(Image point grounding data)
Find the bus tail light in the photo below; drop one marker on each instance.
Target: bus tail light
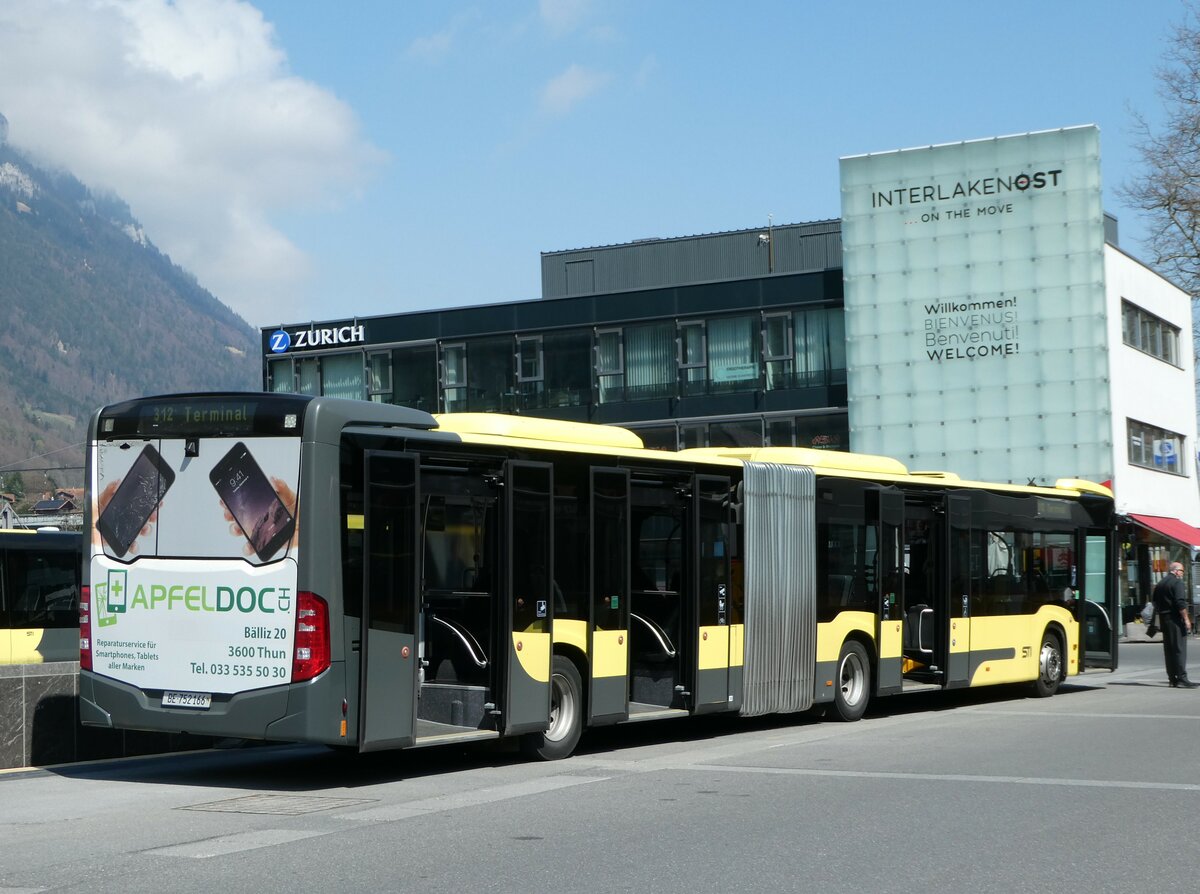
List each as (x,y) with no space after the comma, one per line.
(311,655)
(85,628)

Exercise brief:
Find the line that contains "List each as". Repeat it and every line after it, exactly as written, up to and including the last line of the records above.

Exercise response:
List each as (x,y) with no space after the comma, one per line.
(311,655)
(85,628)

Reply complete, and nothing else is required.